▼

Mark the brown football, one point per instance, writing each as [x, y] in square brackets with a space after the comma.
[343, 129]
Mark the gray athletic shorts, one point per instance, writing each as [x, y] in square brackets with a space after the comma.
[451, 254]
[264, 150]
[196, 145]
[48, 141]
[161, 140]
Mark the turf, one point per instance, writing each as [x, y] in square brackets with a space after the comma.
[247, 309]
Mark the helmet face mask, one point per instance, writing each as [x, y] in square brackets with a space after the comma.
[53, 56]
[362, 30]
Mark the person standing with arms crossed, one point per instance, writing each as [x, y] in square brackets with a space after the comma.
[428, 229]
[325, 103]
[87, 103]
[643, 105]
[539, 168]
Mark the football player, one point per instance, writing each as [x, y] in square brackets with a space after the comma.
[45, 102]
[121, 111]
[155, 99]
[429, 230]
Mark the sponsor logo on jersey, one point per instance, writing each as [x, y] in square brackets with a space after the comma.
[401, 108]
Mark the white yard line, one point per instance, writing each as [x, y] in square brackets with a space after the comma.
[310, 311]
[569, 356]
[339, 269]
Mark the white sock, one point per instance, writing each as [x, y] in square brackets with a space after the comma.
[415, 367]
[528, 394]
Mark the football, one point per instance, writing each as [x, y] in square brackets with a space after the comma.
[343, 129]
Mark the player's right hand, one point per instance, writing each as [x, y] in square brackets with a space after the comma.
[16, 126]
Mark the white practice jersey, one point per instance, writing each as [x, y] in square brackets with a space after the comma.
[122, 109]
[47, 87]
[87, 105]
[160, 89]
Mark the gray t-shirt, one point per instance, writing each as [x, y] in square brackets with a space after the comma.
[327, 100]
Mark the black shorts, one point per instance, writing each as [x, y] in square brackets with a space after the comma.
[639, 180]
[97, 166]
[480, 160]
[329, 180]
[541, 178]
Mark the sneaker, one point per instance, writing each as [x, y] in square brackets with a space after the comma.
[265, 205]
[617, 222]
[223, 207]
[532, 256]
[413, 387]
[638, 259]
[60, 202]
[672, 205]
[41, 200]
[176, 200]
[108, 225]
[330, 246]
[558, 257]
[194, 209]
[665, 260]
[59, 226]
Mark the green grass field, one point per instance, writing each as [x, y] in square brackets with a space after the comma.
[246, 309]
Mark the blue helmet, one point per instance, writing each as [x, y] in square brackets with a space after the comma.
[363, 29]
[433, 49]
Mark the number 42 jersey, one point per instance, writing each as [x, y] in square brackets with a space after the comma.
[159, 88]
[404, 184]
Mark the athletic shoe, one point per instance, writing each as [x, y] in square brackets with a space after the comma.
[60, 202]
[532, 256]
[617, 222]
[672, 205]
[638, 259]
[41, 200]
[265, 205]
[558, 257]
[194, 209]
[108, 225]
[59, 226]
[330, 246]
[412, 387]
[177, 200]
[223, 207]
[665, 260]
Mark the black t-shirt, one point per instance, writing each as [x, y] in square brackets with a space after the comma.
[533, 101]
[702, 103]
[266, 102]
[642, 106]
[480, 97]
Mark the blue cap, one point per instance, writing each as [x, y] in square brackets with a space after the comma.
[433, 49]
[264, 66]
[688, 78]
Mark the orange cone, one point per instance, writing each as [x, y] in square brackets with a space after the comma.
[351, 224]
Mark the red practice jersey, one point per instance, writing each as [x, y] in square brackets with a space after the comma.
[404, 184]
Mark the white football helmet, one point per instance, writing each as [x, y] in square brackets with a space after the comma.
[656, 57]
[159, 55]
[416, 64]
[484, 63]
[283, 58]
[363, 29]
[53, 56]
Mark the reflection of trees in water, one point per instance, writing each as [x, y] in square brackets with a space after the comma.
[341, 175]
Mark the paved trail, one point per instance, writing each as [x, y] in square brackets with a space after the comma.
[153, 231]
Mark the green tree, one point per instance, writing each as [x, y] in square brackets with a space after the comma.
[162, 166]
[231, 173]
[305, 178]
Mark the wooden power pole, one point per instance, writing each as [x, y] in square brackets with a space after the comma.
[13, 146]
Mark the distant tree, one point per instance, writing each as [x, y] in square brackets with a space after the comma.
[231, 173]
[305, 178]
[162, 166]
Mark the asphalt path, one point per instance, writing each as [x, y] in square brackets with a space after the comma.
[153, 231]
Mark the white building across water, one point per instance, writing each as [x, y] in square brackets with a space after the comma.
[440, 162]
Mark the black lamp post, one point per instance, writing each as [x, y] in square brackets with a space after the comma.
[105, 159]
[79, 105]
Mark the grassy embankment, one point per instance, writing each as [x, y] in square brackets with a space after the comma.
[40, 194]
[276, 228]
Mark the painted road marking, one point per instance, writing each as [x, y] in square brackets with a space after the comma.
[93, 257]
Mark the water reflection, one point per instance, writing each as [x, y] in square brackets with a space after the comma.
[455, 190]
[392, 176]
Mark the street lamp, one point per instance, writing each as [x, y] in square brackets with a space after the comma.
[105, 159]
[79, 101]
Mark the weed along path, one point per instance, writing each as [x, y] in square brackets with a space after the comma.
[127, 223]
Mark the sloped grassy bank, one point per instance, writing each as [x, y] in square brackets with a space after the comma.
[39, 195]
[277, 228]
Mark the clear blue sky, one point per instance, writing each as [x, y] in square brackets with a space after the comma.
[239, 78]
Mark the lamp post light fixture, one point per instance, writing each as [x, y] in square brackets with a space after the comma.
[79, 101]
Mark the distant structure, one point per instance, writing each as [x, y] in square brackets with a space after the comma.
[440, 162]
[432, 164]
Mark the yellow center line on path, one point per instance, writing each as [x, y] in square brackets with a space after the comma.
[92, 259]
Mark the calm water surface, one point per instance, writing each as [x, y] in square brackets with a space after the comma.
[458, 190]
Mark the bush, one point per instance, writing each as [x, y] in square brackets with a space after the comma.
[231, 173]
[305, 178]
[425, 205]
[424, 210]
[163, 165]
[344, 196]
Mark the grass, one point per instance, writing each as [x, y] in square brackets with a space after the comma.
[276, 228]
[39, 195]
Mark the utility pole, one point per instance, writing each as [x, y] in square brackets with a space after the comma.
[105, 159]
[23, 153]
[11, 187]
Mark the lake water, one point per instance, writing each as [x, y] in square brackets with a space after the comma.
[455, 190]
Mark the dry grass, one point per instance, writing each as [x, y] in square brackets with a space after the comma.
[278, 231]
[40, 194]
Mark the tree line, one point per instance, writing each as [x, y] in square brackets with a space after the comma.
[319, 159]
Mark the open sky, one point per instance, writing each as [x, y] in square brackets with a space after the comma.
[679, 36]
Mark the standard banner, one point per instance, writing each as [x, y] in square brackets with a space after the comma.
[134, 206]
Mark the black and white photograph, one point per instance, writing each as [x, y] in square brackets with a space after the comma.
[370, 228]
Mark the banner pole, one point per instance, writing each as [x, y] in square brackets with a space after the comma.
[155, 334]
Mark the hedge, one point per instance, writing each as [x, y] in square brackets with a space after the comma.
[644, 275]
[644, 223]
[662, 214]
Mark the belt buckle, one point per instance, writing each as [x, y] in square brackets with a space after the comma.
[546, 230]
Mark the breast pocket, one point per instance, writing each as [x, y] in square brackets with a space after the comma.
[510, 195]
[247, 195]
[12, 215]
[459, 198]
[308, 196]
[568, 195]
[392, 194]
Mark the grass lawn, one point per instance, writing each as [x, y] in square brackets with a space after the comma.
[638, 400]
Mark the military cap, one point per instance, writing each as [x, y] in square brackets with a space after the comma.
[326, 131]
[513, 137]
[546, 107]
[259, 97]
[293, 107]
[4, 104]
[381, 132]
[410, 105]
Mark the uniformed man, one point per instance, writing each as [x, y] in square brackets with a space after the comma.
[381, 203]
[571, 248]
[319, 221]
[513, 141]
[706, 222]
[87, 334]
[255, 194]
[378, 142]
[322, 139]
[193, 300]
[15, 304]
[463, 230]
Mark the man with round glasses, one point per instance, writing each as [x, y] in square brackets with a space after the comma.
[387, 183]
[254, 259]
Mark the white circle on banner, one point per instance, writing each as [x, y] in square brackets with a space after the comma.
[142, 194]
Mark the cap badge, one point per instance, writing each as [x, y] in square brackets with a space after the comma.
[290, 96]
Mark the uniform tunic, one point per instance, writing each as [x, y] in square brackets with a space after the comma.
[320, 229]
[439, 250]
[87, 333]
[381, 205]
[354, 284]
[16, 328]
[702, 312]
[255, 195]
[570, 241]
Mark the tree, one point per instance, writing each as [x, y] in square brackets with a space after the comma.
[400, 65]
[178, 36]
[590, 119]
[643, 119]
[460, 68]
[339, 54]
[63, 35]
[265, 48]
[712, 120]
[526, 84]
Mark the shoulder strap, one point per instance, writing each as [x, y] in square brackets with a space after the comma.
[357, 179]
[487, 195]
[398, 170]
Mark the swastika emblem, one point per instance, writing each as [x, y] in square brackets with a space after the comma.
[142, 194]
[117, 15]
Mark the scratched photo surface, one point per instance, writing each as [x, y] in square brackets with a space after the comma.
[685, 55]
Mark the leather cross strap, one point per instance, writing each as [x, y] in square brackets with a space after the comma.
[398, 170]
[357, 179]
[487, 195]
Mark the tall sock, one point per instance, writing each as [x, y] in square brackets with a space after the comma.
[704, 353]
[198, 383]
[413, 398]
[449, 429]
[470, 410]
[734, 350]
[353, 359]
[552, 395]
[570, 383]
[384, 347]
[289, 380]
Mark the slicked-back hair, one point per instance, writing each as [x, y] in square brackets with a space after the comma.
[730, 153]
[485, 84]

▲

*Your task*
Output the lines from the line containing "Mark the tree, one" to the end, both included; add nothing.

*Finished exercise*
Mark the tree, one point per instance, writing each as [x, y] in square brackets with a space after the comma.
[400, 65]
[178, 36]
[590, 119]
[643, 119]
[460, 68]
[339, 54]
[63, 35]
[265, 48]
[712, 120]
[526, 84]
Mark the shoulder strap, one point per instance, writing each as [x, y] in square brackets with a space after the comma.
[357, 179]
[487, 195]
[398, 170]
Mark the swastika emblem, one point per instance, writing each as [x, y] in square brackets with a space after the comma.
[142, 194]
[117, 15]
Mark the scratched photo surface, one point per instance, writing each as [x, y] in square brackets with a space after the comma.
[685, 55]
Mark the leather cross strap, one point per instance, writing each as [x, y] in square brackets with a space after the comma.
[398, 170]
[357, 179]
[487, 195]
Mark the tall sock, one point per instance, writing each as [x, y] in square brackets with a space after the comma.
[704, 353]
[198, 383]
[413, 398]
[449, 429]
[470, 410]
[734, 350]
[353, 359]
[552, 395]
[570, 383]
[384, 347]
[289, 380]
Mark the slicked-back hair, one point per instance, writing each as [x, y] in square brackets with a space after the comma.
[730, 153]
[485, 84]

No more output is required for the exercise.